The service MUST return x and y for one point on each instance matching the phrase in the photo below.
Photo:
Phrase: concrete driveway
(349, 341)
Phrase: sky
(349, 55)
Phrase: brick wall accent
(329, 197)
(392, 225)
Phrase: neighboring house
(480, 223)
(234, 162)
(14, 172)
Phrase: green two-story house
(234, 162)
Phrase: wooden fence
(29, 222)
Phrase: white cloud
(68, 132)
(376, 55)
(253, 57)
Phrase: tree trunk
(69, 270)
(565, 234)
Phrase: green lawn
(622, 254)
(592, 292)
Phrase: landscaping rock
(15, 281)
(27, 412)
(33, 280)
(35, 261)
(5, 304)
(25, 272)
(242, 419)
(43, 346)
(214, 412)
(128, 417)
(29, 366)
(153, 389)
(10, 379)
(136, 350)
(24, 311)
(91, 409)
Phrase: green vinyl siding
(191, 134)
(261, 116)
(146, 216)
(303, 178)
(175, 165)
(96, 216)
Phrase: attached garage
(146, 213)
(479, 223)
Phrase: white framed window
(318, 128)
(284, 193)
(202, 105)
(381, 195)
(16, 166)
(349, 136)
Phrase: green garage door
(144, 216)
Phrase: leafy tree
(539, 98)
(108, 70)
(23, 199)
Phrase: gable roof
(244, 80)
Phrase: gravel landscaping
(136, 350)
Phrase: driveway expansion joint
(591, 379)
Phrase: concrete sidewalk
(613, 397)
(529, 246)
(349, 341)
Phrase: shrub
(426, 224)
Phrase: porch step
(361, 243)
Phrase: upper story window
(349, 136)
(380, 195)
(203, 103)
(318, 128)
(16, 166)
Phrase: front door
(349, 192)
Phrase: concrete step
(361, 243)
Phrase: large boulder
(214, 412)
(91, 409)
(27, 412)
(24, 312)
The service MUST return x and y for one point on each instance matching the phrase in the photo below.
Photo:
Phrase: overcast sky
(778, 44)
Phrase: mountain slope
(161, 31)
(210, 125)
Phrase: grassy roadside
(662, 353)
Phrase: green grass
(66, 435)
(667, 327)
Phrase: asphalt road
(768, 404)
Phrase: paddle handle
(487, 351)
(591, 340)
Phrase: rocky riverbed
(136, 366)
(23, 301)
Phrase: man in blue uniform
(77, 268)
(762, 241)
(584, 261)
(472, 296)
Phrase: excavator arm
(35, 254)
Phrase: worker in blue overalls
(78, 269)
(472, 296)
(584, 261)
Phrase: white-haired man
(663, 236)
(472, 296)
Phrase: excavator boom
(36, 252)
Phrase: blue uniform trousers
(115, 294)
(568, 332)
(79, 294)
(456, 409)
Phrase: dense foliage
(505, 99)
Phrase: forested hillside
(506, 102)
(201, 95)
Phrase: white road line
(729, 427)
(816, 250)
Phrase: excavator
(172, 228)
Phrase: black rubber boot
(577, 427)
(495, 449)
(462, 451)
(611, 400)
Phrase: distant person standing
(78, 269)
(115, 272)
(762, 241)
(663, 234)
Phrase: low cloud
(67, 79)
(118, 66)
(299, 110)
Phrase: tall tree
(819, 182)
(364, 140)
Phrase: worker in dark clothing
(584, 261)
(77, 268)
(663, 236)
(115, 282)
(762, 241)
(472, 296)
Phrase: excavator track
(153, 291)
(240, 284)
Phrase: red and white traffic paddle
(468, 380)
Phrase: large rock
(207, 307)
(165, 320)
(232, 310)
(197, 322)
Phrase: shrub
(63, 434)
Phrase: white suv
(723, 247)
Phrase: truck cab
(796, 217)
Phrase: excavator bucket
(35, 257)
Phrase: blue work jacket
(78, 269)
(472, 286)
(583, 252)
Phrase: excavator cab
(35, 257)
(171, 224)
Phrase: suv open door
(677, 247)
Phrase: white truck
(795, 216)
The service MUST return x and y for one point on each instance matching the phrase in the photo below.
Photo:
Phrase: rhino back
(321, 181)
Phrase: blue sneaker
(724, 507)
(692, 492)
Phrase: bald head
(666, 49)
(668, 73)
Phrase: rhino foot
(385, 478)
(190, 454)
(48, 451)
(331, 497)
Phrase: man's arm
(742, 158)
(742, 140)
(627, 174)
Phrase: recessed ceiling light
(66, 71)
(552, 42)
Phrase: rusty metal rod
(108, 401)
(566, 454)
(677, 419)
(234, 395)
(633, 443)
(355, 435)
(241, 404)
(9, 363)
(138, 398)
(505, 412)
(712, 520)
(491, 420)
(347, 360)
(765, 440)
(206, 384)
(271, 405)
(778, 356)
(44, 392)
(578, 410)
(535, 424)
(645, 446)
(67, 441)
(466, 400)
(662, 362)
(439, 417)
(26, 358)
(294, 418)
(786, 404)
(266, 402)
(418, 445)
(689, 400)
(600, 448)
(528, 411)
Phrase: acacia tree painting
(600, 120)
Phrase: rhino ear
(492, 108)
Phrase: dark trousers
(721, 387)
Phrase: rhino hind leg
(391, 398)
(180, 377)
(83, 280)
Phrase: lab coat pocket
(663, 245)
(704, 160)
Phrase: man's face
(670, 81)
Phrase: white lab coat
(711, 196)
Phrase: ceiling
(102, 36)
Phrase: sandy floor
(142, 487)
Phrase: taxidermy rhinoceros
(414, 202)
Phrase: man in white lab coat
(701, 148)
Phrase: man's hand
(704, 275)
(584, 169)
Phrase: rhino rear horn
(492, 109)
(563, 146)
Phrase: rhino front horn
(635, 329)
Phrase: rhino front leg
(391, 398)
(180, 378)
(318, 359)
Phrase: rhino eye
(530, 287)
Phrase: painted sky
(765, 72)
+++++
**WHAT YOU NEED TO DO:** Print every record above. Keep each one exactly as it is.

**ANSWER FOR THE TASK:**
The service MUST return x and y for one point on each instance matching the phrase in the photo below.
Photo:
Phrase: concrete driveway
(349, 341)
Phrase: sky
(349, 55)
Phrase: brick wall accent
(329, 197)
(392, 225)
Phrase: neighboring house
(480, 223)
(234, 162)
(14, 172)
Phrase: green two-story house
(234, 162)
Phrase: wooden fence
(29, 222)
Phrase: white cloud
(68, 132)
(376, 55)
(253, 57)
Phrase: tree trunk
(69, 270)
(565, 234)
Phrase: green lawn
(622, 254)
(592, 292)
Phrase: landscaping rock
(15, 281)
(27, 412)
(33, 280)
(35, 261)
(5, 304)
(25, 272)
(242, 419)
(43, 346)
(214, 412)
(128, 417)
(29, 366)
(153, 389)
(10, 379)
(136, 350)
(24, 311)
(91, 409)
Phrase: green vinyl siding
(191, 134)
(261, 116)
(146, 216)
(303, 178)
(175, 165)
(96, 216)
Phrase: attached garage
(146, 213)
(479, 223)
Phrase: white framed window
(318, 128)
(284, 193)
(202, 105)
(381, 195)
(16, 166)
(349, 136)
Phrase: green garage door
(144, 216)
Phrase: leafy tree
(539, 98)
(108, 70)
(23, 199)
Phrase: gable roof
(244, 80)
Phrase: gravel landscaping
(136, 350)
Phrase: driveway expansion joint
(591, 379)
Phrase: concrete sidewalk
(613, 397)
(529, 246)
(349, 341)
Phrase: shrub
(426, 224)
Phrase: porch step
(361, 243)
Phrase: upper story window
(349, 136)
(380, 195)
(203, 103)
(318, 128)
(16, 166)
Phrase: front door
(349, 192)
Phrase: concrete step
(361, 243)
Phrase: large boulder
(214, 412)
(91, 409)
(27, 412)
(24, 312)
The service MUST return x and y for one point on each instance matching the phrase in the photo below.
Photo:
Phrase: overcast sky
(778, 44)
Phrase: mountain slope
(161, 31)
(210, 125)
Phrase: grassy roadside
(662, 353)
Phrase: green grass
(66, 435)
(667, 327)
Phrase: asphalt road
(768, 404)
Phrase: paddle handle
(487, 351)
(591, 340)
Phrase: rocky riverbed
(136, 366)
(23, 301)
Phrase: man in blue uniform
(77, 268)
(762, 241)
(584, 261)
(472, 296)
Phrase: excavator arm
(35, 254)
Phrase: worker in blue overalls
(78, 269)
(472, 296)
(584, 261)
Phrase: white-haired man
(663, 236)
(472, 296)
Phrase: excavator boom
(36, 252)
Phrase: blue uniform trousers
(115, 294)
(568, 332)
(79, 294)
(456, 409)
Phrase: dense foliage
(505, 99)
Phrase: forested hillside
(506, 102)
(201, 95)
Phrase: white road line
(729, 427)
(816, 250)
Phrase: excavator
(172, 228)
Phrase: black rubber boot
(577, 427)
(495, 449)
(462, 451)
(611, 400)
Phrase: distant person standing
(78, 269)
(115, 272)
(762, 241)
(663, 234)
Phrase: low cloud
(67, 79)
(118, 66)
(299, 110)
Phrase: tall tree
(819, 182)
(364, 140)
Phrase: worker in dark clothing
(584, 261)
(77, 268)
(663, 236)
(115, 282)
(762, 241)
(472, 296)
Phrase: excavator track
(153, 291)
(240, 284)
Phrase: red and white traffic paddle
(468, 380)
Phrase: large rock
(207, 307)
(165, 320)
(232, 310)
(197, 322)
Phrase: shrub
(63, 434)
Phrase: white suv
(723, 247)
Phrase: truck cab
(796, 217)
Phrase: excavator bucket
(35, 257)
Phrase: blue work jacket
(78, 269)
(472, 286)
(583, 252)
Phrase: excavator cab
(35, 257)
(171, 224)
Phrase: suv open door
(677, 247)
Phrase: white truck
(795, 216)
The service MUST return x and y for one point on each instance matching the phrase in the photo below.
Photo:
Phrase: rhino back
(321, 181)
Phrase: blue sneaker
(724, 507)
(692, 492)
Phrase: bald head
(666, 49)
(668, 73)
Phrase: rhino foot
(385, 478)
(190, 454)
(48, 451)
(331, 497)
Phrase: man's arm
(742, 158)
(742, 140)
(627, 174)
Phrase: recessed ceiling light
(66, 71)
(552, 42)
Phrase: rusty metal rod
(108, 401)
(566, 454)
(677, 419)
(234, 395)
(633, 443)
(355, 435)
(241, 404)
(9, 363)
(138, 398)
(505, 412)
(712, 520)
(491, 420)
(347, 360)
(765, 440)
(206, 384)
(271, 405)
(778, 356)
(44, 392)
(578, 410)
(535, 424)
(645, 446)
(67, 441)
(466, 400)
(662, 362)
(439, 417)
(26, 358)
(294, 418)
(786, 404)
(266, 402)
(418, 445)
(689, 400)
(600, 448)
(528, 411)
Phrase: acacia tree painting
(600, 120)
Phrase: rhino ear
(492, 108)
Phrase: dark trousers
(721, 387)
Phrase: rhino hind leg
(391, 398)
(180, 377)
(83, 280)
Phrase: lab coat pocket
(663, 245)
(704, 160)
Phrase: man's face
(670, 81)
Phrase: white lab coat
(711, 196)
Phrase: ceiling
(102, 36)
Phrase: sandy floor
(142, 487)
Phrase: taxidermy rhinoceros
(414, 202)
Phrase: man in white lab coat
(701, 148)
Phrase: man's hand
(704, 275)
(584, 169)
Phrase: rhino rear horn
(492, 109)
(563, 146)
Phrase: rhino front horn
(635, 329)
Phrase: rhino front leg
(391, 398)
(180, 378)
(318, 359)
Phrase: rhino eye
(530, 287)
Phrase: painted sky
(765, 72)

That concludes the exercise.